EXERCISE BRIEF: All of the records below must be output exactly, with no pictures carried over.

** Opening RECORDS PROVIDED block **

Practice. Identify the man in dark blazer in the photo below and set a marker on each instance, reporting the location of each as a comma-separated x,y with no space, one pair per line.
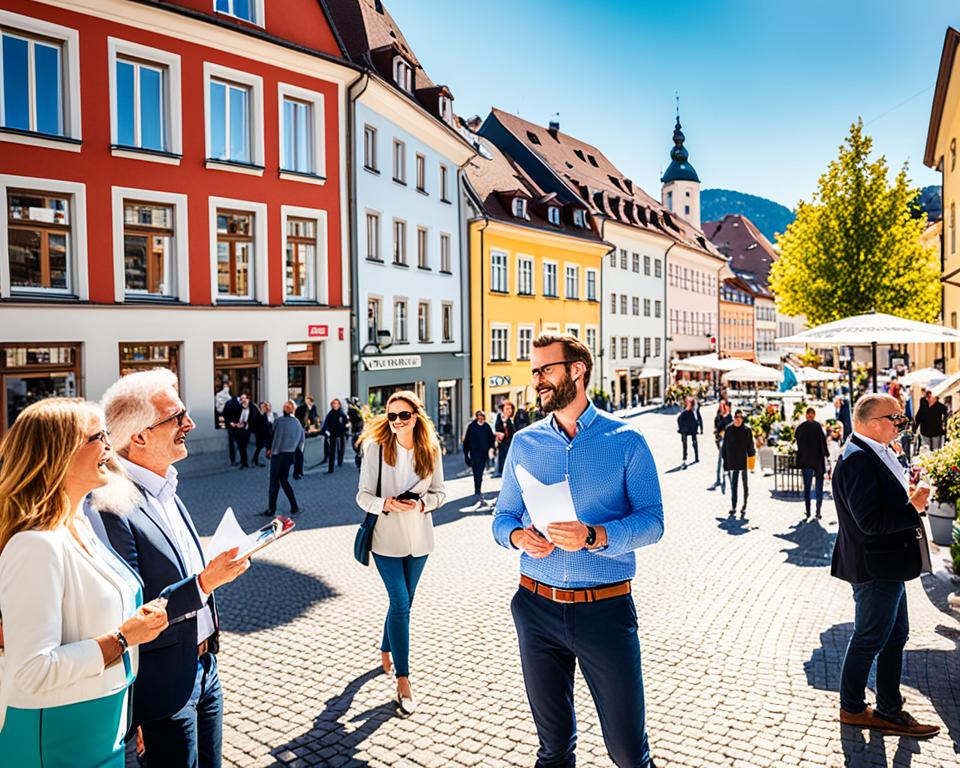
177,700
880,545
811,457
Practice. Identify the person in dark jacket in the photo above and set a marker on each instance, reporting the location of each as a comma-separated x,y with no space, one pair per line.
737,446
505,429
880,545
477,444
335,430
689,424
811,457
721,421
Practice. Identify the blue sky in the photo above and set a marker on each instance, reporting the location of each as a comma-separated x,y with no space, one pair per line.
768,88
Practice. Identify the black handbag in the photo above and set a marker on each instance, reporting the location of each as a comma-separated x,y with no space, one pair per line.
364,538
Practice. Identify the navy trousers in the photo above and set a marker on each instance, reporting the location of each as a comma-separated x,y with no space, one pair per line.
602,637
191,738
880,631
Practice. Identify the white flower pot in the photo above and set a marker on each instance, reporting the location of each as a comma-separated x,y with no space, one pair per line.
942,516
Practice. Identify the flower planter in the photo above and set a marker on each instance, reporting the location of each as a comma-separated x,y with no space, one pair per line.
941,517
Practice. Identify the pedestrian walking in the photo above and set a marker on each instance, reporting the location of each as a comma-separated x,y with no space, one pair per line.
931,422
287,441
177,697
73,611
262,429
335,431
811,458
689,424
737,446
881,544
478,443
721,421
236,414
574,604
504,431
401,481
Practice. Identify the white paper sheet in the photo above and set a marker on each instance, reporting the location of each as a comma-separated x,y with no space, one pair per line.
546,504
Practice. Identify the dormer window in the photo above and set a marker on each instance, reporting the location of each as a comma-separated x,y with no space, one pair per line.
402,74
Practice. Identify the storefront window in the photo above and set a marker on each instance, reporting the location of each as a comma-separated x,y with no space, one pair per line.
34,372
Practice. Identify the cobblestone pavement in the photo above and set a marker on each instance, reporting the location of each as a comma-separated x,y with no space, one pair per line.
741,626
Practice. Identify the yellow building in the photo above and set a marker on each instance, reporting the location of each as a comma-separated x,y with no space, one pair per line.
534,268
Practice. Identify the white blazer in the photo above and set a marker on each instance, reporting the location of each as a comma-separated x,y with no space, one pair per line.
54,599
399,534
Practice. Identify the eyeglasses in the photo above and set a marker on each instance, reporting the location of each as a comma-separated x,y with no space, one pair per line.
102,436
179,416
544,370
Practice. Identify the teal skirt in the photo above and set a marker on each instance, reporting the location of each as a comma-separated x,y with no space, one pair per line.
88,734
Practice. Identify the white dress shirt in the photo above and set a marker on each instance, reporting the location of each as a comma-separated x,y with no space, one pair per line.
161,493
889,458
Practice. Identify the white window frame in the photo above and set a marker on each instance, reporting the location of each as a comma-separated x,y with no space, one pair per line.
78,283
522,330
69,40
499,266
315,100
213,71
172,99
556,291
260,243
180,289
521,262
505,328
258,12
319,279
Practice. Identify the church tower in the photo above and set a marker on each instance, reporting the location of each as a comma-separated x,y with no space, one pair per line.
680,193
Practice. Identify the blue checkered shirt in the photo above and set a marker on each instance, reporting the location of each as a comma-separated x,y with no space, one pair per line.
613,481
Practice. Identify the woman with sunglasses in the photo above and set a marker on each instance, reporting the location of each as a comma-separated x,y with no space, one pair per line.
401,481
72,613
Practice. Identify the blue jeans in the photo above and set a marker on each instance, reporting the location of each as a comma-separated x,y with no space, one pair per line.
193,737
602,637
880,630
809,475
400,576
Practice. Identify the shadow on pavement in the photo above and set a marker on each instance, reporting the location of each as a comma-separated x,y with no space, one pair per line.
814,544
329,738
927,671
268,595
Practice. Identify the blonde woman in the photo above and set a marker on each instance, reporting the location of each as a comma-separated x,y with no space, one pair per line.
401,481
71,608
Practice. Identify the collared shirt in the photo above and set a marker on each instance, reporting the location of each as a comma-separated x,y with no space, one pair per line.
161,492
613,482
889,458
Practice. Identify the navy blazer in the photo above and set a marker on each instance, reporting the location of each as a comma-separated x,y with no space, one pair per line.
168,664
880,530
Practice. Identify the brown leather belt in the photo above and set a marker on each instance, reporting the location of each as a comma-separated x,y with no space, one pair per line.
589,595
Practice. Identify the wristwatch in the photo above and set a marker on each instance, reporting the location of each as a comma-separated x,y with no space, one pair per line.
591,536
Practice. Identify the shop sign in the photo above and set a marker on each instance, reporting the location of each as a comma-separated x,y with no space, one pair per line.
391,363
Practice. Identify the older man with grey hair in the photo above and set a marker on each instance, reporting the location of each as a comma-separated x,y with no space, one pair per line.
177,698
881,544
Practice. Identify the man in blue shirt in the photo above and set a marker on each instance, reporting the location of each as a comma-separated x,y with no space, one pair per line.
574,603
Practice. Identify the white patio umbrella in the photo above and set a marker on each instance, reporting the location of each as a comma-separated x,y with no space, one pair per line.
870,329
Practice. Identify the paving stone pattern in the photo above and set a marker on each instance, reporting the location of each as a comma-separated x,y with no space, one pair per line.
741,626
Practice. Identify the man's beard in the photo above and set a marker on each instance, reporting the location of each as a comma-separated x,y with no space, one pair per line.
564,393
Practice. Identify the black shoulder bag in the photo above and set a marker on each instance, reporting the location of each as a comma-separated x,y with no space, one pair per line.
364,539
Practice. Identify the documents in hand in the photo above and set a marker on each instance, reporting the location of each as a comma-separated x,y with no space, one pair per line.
229,534
546,504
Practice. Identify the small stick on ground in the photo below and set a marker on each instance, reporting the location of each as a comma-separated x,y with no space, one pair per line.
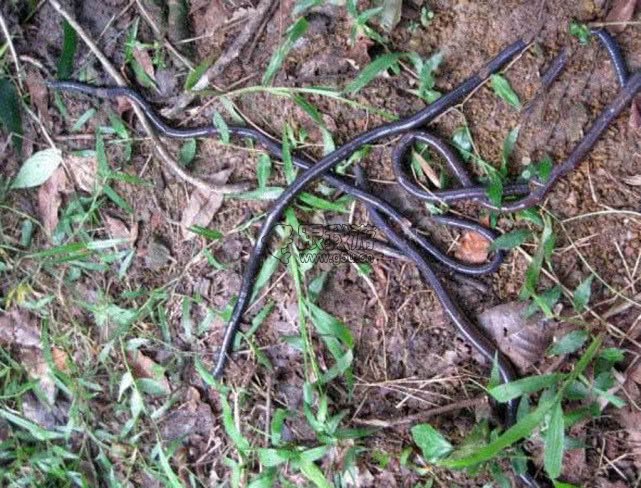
161,150
422,416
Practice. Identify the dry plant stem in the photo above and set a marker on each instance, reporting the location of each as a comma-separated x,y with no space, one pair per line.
12,49
161,150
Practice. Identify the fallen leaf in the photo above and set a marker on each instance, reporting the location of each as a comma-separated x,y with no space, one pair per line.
82,171
39,95
19,329
472,248
621,11
145,367
523,340
202,207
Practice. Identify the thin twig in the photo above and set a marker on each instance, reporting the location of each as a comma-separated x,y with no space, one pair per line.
161,150
12,49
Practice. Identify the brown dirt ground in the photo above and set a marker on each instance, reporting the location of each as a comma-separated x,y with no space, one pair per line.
414,341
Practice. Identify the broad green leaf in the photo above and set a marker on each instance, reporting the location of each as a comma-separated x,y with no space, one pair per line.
69,44
503,90
10,117
294,32
569,343
514,389
554,440
380,64
38,168
518,431
581,295
431,442
580,31
510,240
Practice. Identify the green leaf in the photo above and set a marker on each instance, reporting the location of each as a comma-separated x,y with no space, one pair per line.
294,32
431,442
581,295
504,91
391,14
187,152
196,74
554,440
263,170
380,64
10,117
69,45
221,125
580,31
569,343
518,431
514,389
510,240
37,169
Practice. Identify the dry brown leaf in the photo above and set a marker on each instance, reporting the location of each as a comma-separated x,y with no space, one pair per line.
201,208
145,367
19,329
143,58
621,11
523,340
472,248
82,172
633,180
39,95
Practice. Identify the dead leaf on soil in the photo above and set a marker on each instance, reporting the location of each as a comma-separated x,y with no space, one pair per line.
145,367
117,229
81,174
19,329
201,208
472,248
523,340
621,11
143,58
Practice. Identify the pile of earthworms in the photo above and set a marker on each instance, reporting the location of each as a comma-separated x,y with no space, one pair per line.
388,220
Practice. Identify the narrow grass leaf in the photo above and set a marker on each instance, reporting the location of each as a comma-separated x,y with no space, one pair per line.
554,440
518,431
504,91
372,70
38,168
510,240
514,389
69,45
581,295
431,442
294,33
569,343
187,152
10,117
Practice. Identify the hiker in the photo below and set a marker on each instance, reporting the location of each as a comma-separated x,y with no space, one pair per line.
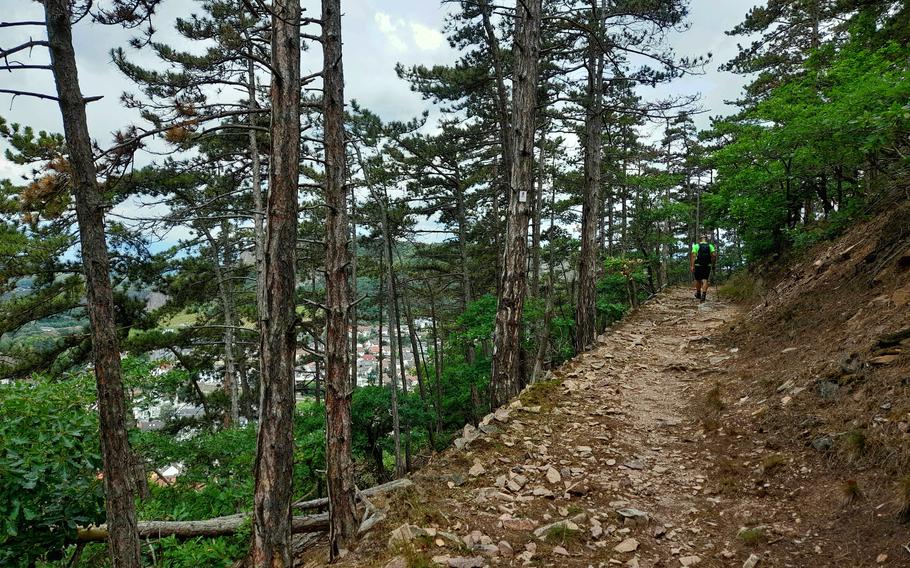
702,258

** Closing RECORDS PROVIDED block **

FINISHED TASK:
Practice. Identify the man in dark blazer in the photo below and set a marker on each instance, reporting the location of each as a comma-separated x,y with no space, one pair per line.
177,700
880,545
811,457
Practice. Identify the person in dark jacket in the photo above and set a marker on each instance, reporting the location of each as a comma-separated x,y with no space, one pair per line.
737,446
505,429
880,545
477,444
335,430
689,424
811,457
721,421
Practice. Identify the blue sky in the photo above and set a marker on each instance, reporting the location of each as a comma-separated x,y with no space, one pair per line.
768,88
Practice. Identify the black handbag in the photo above and set a marker on each instance, reporting the location of each as a comma-separated x,y with no space, one pair per line.
364,538
Practice. Identify the navy trousers in the photo above and set a marker on each instance, reporting the location of each as a comma-separated x,y with no space, one pair per line.
602,637
191,738
880,631
Practice. Identify the white flower pot in the photo above and set a marker on each instance, reporting the location of each as a comma-separated x,y with no space, one pair per line.
942,516
Practice. Identify the flower planter in the photo above and set a marker on each instance, reporting the location of each as a comma-separated x,y with no space, one pair per line.
941,517
Practice. Identify the pedestrian walking in the photo above and set a marker on each instance, reporting the location of each as a comma-separated x,y with no space, one pair per line.
931,422
287,441
177,697
73,611
262,429
335,431
811,458
689,424
737,446
881,544
478,443
721,421
236,414
574,604
504,431
401,481
Practice. Identify the white paper sheet in the photo above and set a marker on each instance, reporting the location of each as a comma-separated x,y with no space, one pair per line.
546,504
Practice. Identify the dormer window in the photo above and set a marker on each instance, reporting the location of each as a comma-separated x,y with no space, one pair per line.
402,74
Practice. Identify the storefront window in the photo above and set a marker on each instance, reporting the location of each as a comma-separated x,y with no space, one pair per line.
34,372
Practice. Identify the cobblestone pavement in the photo above and set a marker on each instance, reporting the location of each as a comma-separated x,y with no space, one pair per line.
741,626
Practice. Identify the yellow building in the photo above and set a marker on each instance, reporting the location of each as a comma-separated x,y with no space, one pair per line.
534,268
Practice. Identify the white blazer in the photo above and set a marker on each instance, reporting the location of each as a comma-separated x,y with no space, one pair per line.
54,599
399,534
Practice. Identify the eyeglasses in the photo above and set a marker on each instance, reporting the location of each as a comma-separated x,y with no space, one pair per line.
102,436
179,416
544,370
Practice. Identify the teal skirt in the photo above and set a marker on each instance, reporting the location of each as a comma-separated x,y with no space, one pair per line.
88,734
Practice. Identify the white dress shirt in the photo above and set a marker on each instance, reporting the location of each as a comma-separated x,y with no space, one pair per line.
161,493
889,458
Practice. Identify the white window frame in the photo above and set a marker on each instance, reporting the location of each as a comma-separated x,y with no space, one pair per line.
78,283
522,330
69,40
499,266
315,100
213,71
172,99
556,291
260,243
180,289
521,262
505,328
258,12
319,279
Practice. Identify the church tower in the photo above and set a marker on each instance, reporting the location of each as a comma-separated x,y with no space, one pair per line.
680,193
Practice. Identify the blue checkered shirt in the photo above and set a marker on each instance, reporting the location of each as a comma-separated x,y with no space, one pair per line.
613,481
Practice. Identify the woman with sunglasses in the photo above and set a marker on each instance, reporting the location of each as a comma-separated x,y with no space, one pair per line.
401,481
72,613
Practice. Identify the blue jeans in the photo above and set a marker on each instance, reporting the location of each as a comma-separated x,y with no space, one pair per line.
193,737
602,637
880,630
809,475
400,576
Practice. Identify the shadow on pavement in the photo above and set a marker on each instance, reporting the location of each as a comma-separated x,y with no space, one pair per line.
814,544
329,738
927,671
268,595
Practice. Identify the blonde woman in the photo above and set a marker on each instance, reporting the location of each as a comma-separated x,y with no space, one pair per line.
401,481
71,608
Practice. Identify the collared shirt in the photo above and set a marker on each instance, reporting the location of each as a comma-separated x,y with no space, one pair per line.
161,492
613,482
889,458
Practice. Identify the navy blazer in the photo above and set a marker on each instance, reporting the location of each as a comma-separated x,y with no space, one pair per line.
168,664
880,530
Practice. Identify the brown leather belt in the photo above and set a marker on each instance, reporting the location of each as a comma-separated x,y with no space, one pair per line.
589,595
Practice. Identify the wristwatch in the photo above and set a marker on each instance, reporting the location of each as a comma-separated x,y with no space, one pair per line.
591,536
Practice. Identify the shop sign in the photo above and set a marker on each instance, reporting the location of each as a comma-separated x,y with no space, one pair per line.
391,363
Practice. Identify the older man with grey hair in the photo above and set a marker on each instance, reporting the location of each as a comma-separated x,y with no space, one pair per line.
177,698
881,544
Practice. Identify the man in blue shirt in the photo above and set a marker on each instance, reporting the location of each as a comma-separated x,y with no space, one pair per line.
574,603
Practice. Identify the white patio umbrella in the photo above and set a marker on each instance, reporting the location of each as a comma-separated x,y with no space, one pair per line.
870,329
Practice. Identify the paving stone pattern in the photo above and set a marker on each instance, reporting the location of each as a comma-separated x,y with no space, one pair per line.
741,626
Practice. Identify the man's beard in the photo above and set a marker on each instance, reporting the location of each as a comma-separated x,y with no space, one pair per line.
564,393
Practice. Identify the black shoulder bag in the photo above and set a marker on each instance, reporting the location of each as a comma-separated x,y with no space, one pair per line.
364,539
Practice. Identify the documents in hand in the photo above and set a marker on each instance, reporting the location of each as a comma-separated x,y with no space, one pair per line.
229,534
546,504
Practice. Identify the small stick on ground in the photo below and set a marker on each instance, reporting the location of each as a comma-separated x,y with no space, one pair per line.
161,150
422,416
Practice. Identify the dry plant stem in the photo above and set a marker on each instance, reporting the location of each as a comma-separated x,y with no space, one pair per line.
12,49
161,150
Practice. Identify the fallen leaf in the photo above and set a marker on each instance, reporting the location of each as a comma-separated x,y with no space, one pair per line.
82,171
39,95
19,329
472,248
621,11
145,367
523,340
202,207
Practice. Identify the thin twig in the photo above and set a marker on each instance, reporting the location of each as a comma-separated x,y with no space, one pair per line.
161,150
12,49
Practice. Identify the brown dirt ground in the photo above and set a marker on each instance, reporting the location of each as a comma-separated x,y with no space, one pair per line.
414,341
Practice. Identify the broad green leaf in the photo above and set a marker on each instance, reporting the location of each as a comma-separated x,y with no space, one pair per line.
69,44
503,90
10,117
294,32
569,343
514,389
554,440
380,64
38,168
518,431
581,295
431,442
580,31
510,240
Practice. Identify the green leaf in the photo above and set a marker on each instance, reporting the location of each as a comma-separated x,y with no space, one pair per line.
294,32
431,442
581,295
504,91
391,14
187,152
196,74
554,440
263,170
380,64
10,117
69,45
221,125
580,31
569,343
518,431
514,389
510,240
37,169
Practice. Identify the dry brown leaf in the photo above and set a marker on each instance, reporting the location of each as a comma-separated x,y with no space, one pair per line.
201,208
145,367
19,329
143,58
621,11
523,340
472,248
82,172
633,180
39,95
Practice. Identify the dead leaf on soil in the photo above and set a marker on each instance, reporting the location of each as a comma-separated x,y with no space, one pair per line.
145,367
117,229
81,174
19,329
201,208
472,248
523,340
621,11
143,58
Practice. Identify the pile of earthworms in the photo above and set a marker on each instance, reporting the location of each as a comma-separated x,y with no space, one pair per line.
388,220
Practice. Identify the narrow grass leaf in the photo above and set a marker on each instance, reporting the location of each as a comma-separated x,y with no space, one pair per line.
554,440
518,431
504,91
372,70
38,168
510,240
514,389
69,45
581,295
431,442
294,33
569,343
187,152
10,117
Practice. Identify the hiker in the photo below and set a marker on each instance, reporting the location of each as a comma-separated x,y with no space, one pair per line.
702,258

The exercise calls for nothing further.